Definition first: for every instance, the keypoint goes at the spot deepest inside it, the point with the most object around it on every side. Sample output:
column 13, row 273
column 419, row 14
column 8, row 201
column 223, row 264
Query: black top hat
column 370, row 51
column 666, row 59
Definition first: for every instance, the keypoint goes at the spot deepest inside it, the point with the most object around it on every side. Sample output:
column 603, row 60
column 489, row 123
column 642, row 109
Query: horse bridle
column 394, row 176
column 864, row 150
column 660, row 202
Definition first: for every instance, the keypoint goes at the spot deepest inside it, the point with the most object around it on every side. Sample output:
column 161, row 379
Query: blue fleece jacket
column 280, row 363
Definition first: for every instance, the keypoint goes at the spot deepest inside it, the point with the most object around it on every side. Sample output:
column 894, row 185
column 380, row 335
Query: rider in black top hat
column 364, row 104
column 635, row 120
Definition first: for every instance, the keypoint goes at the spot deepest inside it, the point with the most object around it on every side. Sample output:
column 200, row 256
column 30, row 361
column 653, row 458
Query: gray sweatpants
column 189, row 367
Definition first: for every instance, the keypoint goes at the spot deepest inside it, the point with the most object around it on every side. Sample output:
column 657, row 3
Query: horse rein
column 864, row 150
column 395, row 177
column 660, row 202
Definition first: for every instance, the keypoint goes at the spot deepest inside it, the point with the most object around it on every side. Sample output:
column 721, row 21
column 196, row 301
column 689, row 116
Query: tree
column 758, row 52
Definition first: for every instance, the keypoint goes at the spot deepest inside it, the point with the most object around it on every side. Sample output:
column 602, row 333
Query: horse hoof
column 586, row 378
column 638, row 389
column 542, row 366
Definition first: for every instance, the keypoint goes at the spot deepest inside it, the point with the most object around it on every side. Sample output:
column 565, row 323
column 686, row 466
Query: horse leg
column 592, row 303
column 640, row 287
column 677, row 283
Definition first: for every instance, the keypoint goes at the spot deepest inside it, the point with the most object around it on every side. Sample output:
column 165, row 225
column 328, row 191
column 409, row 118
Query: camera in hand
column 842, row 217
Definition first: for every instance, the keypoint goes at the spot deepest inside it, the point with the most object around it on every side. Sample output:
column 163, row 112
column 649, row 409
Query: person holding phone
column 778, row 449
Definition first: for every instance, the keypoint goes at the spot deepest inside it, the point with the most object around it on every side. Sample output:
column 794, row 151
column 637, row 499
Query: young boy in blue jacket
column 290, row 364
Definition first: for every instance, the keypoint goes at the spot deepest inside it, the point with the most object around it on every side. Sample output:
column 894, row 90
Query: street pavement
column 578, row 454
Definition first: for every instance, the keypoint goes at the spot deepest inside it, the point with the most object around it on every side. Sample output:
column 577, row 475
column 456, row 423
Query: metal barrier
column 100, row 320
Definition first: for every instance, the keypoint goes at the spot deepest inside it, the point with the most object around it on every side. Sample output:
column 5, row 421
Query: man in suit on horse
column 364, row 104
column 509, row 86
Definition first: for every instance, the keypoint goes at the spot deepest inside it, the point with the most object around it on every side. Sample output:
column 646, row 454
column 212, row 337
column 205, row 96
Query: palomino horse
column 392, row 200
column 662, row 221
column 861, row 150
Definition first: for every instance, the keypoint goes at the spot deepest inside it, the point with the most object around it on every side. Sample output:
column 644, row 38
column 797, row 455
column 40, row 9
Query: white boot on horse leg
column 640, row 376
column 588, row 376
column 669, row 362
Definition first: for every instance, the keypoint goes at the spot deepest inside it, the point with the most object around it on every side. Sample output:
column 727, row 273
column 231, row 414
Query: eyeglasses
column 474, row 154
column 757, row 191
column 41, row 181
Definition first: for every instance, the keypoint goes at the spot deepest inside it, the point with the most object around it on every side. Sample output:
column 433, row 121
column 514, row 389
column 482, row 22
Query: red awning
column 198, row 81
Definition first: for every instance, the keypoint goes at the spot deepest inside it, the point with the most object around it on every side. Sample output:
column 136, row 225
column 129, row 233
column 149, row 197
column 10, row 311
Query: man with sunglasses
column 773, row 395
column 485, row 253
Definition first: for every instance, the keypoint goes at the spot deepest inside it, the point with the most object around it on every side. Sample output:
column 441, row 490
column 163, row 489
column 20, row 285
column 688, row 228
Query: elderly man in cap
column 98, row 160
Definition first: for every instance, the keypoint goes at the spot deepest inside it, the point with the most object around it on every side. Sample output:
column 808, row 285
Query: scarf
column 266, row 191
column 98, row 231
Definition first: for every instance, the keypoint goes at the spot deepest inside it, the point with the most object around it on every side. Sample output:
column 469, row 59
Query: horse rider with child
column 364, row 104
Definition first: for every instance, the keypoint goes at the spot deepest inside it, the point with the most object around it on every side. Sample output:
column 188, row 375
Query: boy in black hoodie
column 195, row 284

**********

Quote all of the rows above verbatim, from the first line to the last, without altering any character.

Result:
Definition first: for every instance, the keypoint goes at the spot deepest inside it, the point with the most object around it on every side. Sample output:
column 13, row 273
column 419, row 14
column 8, row 201
column 223, row 264
Query: black top hat
column 370, row 51
column 666, row 59
Definition first: for every instance, the keypoint goes at the spot deepest inside it, the point with the most object around it on every side. Sample output:
column 603, row 60
column 489, row 123
column 642, row 109
Query: horse bridle
column 394, row 176
column 864, row 150
column 660, row 202
Definition first: for every instance, the keypoint goes at the spot deepest inside it, the point with the most object around it on every side. Sample output:
column 161, row 379
Query: blue fleece jacket
column 280, row 363
Definition first: for every instance, the keypoint goes at the spot deepest inside it, the point with the most object around it on every side. Sample output:
column 894, row 185
column 380, row 335
Query: rider in black top hat
column 364, row 104
column 635, row 120
Definition first: for every instance, the keypoint goes at the spot deepest inside it, the point with the most object around it on every side. Sample output:
column 200, row 256
column 30, row 361
column 653, row 458
Query: gray sweatpants
column 189, row 367
Definition first: for every instance, the keypoint goes at the spot deepest inside it, the point with the most object around it on every side. Sample output:
column 657, row 3
Query: horse rein
column 864, row 150
column 395, row 177
column 660, row 202
Definition first: for every instance, the keypoint goes at the spot deepest inside it, the point with the most object around it on every side. Sample output:
column 721, row 21
column 196, row 301
column 689, row 116
Query: tree
column 758, row 52
Definition first: for every instance, the keypoint goes at the spot deepest inside it, the point with the most object around it on every side. Sample output:
column 602, row 333
Query: horse hoof
column 586, row 378
column 638, row 389
column 542, row 366
Definition first: for every instance, the keypoint goes at the spot deepest inside it, the point with the most object around it on every side. Sample output:
column 565, row 323
column 686, row 466
Query: horse leg
column 592, row 303
column 640, row 287
column 677, row 283
Definition first: for every instance, the keypoint goes at the spot deepest inside it, the point with the most object around it on every side. Sample output:
column 165, row 225
column 328, row 191
column 409, row 118
Query: camera in hand
column 842, row 217
Definition first: for every instance, the keypoint goes at the spot deepest inside it, the point with the most object around it on every side. Sample output:
column 163, row 112
column 649, row 409
Query: person holding phone
column 778, row 449
Definition first: for every instance, the keypoint goes at the spot deepest inside it, the point with the most object around it on every side. Sample output:
column 794, row 151
column 637, row 499
Query: young boy in blue jacket
column 290, row 364
Definition first: for every instance, the keypoint goes at the spot deepest inside it, the point with the most object around it on every side. Sample output:
column 894, row 90
Query: street pavement
column 578, row 454
Definition first: for every instance, the keypoint goes at the spot deepest inside it, the point with the most object around it on every side. Sample output:
column 577, row 475
column 456, row 423
Query: metal barrier
column 100, row 320
Definition first: for every instance, the keypoint goes at the spot deepest inside it, the point with the most object around it on every side. Sample output:
column 5, row 421
Query: man in suit on horse
column 364, row 104
column 509, row 86
Definition first: for every instance, the keypoint goes at the spot deepest inside it, the point with the most object around it on every side. Sample output:
column 646, row 454
column 212, row 337
column 205, row 96
Query: palomino horse
column 392, row 200
column 662, row 221
column 861, row 150
Definition first: for every instance, the keypoint goes at the spot deepest inside it, the point with the most object around it on every side. Sample output:
column 644, row 38
column 797, row 455
column 40, row 9
Query: white boot on horse leg
column 640, row 376
column 588, row 376
column 669, row 362
Definition first: for every instance, the keypoint goes at the spot deepest inside it, the point with the most object around it on every side. Sample output:
column 727, row 273
column 231, row 414
Query: eyeglasses
column 474, row 154
column 757, row 191
column 41, row 181
Definition first: for every instance, the keypoint goes at the spot deepest inside it, the point with the most object around it on every side. Sample output:
column 433, row 121
column 514, row 389
column 482, row 22
Query: red awning
column 198, row 81
Definition first: for every instance, the keypoint goes at the spot deepest inside it, the point with the most object around it on every side. Sample output:
column 136, row 225
column 129, row 233
column 149, row 197
column 10, row 311
Query: man with sunglasses
column 773, row 395
column 485, row 253
Definition first: for every instance, the keypoint goes at the spot deepest inside it, the point with the most object around it on every side. Sample output:
column 441, row 490
column 163, row 489
column 20, row 285
column 688, row 228
Query: elderly man in cap
column 98, row 160
Definition first: for every instance, the keypoint goes at the spot deepest inside it, the point with the most object around it on every side. Sample output:
column 808, row 285
Query: scarf
column 266, row 191
column 98, row 231
Definition first: for every instance, the keypoint goes at the spot deepest inside it, the point with the most object around it on every side. Sample output:
column 469, row 59
Query: horse rider with child
column 364, row 104
Definition first: for every instance, the keypoint goes at the spot deepest inside it, the point with the most object around it on every side. Sample output:
column 188, row 375
Query: boy in black hoodie
column 195, row 284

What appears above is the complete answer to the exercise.